** BEGIN MATERIAL PROVIDED **
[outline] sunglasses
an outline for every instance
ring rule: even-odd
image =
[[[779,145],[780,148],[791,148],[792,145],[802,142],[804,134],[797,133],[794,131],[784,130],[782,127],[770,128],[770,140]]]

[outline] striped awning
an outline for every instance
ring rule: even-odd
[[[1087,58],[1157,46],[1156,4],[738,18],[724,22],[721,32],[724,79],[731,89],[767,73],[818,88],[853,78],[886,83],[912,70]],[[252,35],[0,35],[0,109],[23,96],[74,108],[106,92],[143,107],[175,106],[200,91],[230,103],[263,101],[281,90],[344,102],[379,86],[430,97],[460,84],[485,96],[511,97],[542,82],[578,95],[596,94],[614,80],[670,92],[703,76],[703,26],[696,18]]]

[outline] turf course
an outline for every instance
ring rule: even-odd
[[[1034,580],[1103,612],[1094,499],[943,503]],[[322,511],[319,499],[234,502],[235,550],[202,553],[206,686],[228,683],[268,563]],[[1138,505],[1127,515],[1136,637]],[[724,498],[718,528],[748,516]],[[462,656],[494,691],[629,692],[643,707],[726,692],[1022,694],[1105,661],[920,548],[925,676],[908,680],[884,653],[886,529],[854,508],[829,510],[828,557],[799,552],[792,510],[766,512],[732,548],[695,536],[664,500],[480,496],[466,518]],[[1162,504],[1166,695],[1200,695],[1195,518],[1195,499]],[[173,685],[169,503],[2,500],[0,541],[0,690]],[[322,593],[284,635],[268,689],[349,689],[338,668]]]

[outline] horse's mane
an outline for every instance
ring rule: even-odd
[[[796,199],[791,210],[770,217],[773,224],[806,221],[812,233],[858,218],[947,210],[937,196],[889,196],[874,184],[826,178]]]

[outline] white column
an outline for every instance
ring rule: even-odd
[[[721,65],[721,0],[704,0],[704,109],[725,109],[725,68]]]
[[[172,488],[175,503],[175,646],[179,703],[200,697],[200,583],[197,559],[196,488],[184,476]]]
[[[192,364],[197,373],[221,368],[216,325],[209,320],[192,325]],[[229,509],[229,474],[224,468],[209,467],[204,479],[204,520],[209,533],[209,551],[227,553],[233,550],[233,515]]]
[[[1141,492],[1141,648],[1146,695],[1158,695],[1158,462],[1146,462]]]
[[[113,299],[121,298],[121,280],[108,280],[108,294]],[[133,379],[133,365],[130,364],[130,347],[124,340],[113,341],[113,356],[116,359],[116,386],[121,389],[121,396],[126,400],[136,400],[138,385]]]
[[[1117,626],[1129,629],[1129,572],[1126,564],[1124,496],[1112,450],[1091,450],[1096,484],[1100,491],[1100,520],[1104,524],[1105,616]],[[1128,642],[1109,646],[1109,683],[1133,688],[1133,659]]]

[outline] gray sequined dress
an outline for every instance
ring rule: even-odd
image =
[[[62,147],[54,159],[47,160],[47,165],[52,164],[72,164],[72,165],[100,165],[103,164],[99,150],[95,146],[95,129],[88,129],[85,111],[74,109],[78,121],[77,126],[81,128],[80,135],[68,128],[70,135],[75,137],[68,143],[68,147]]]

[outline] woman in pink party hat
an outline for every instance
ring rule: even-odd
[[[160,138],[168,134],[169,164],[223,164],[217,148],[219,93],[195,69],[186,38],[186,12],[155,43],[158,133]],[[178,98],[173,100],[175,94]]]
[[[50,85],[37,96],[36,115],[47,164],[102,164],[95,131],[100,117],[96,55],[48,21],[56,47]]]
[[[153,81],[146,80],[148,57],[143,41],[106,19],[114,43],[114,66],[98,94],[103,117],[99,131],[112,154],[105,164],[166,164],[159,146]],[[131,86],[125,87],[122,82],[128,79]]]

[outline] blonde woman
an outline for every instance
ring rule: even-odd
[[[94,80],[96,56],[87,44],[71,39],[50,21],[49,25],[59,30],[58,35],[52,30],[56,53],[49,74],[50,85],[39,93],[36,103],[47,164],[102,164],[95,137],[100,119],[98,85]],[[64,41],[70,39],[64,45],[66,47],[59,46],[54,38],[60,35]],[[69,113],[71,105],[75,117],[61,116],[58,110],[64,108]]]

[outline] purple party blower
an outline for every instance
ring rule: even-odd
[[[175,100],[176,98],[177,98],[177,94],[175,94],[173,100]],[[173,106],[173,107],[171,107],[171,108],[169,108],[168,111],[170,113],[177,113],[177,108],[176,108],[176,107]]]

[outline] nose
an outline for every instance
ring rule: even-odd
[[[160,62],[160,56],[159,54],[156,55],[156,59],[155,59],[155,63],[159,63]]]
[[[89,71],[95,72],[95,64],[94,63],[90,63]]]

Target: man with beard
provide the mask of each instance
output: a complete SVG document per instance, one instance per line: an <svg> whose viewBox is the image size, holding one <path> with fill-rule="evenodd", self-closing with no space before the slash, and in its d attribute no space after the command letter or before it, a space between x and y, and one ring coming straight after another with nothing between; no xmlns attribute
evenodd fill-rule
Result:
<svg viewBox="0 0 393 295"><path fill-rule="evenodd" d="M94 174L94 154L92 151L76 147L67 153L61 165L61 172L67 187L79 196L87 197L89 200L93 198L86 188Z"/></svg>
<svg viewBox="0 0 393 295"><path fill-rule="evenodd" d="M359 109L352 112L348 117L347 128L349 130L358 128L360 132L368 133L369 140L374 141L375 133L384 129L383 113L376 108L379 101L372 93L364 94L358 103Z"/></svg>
** END MATERIAL PROVIDED **
> YOUR TASK
Render the data as a Markdown table with the columns Row and Line. Start at the line containing "Target: man with beard" and go through the end of the data, numbering each row and leaving out any blank lines.

> ANSWER TO THIS PROBLEM
| Row | Line |
|---|---|
| 1 | Target: man with beard |
| 2 | provide the mask of each instance |
| 3 | output: a complete SVG document per instance, one instance per line: an <svg> whose viewBox is the image size, holding one <path> with fill-rule="evenodd", self-closing with no space before the slash, and in its d attribute no space after the command letter or before it, a space between x and y, and one ring coming straight after another with nothing between; no xmlns attribute |
| 4 | evenodd fill-rule |
| 5 | Result: |
| 6 | <svg viewBox="0 0 393 295"><path fill-rule="evenodd" d="M94 174L94 154L92 151L76 147L67 153L61 165L61 172L67 187L79 196L87 197L89 200L93 198L86 188Z"/></svg> |
| 7 | <svg viewBox="0 0 393 295"><path fill-rule="evenodd" d="M359 109L352 112L348 117L347 128L349 130L358 128L360 132L368 133L369 140L374 141L375 133L384 129L383 113L376 108L379 101L372 93L364 94L358 103Z"/></svg> |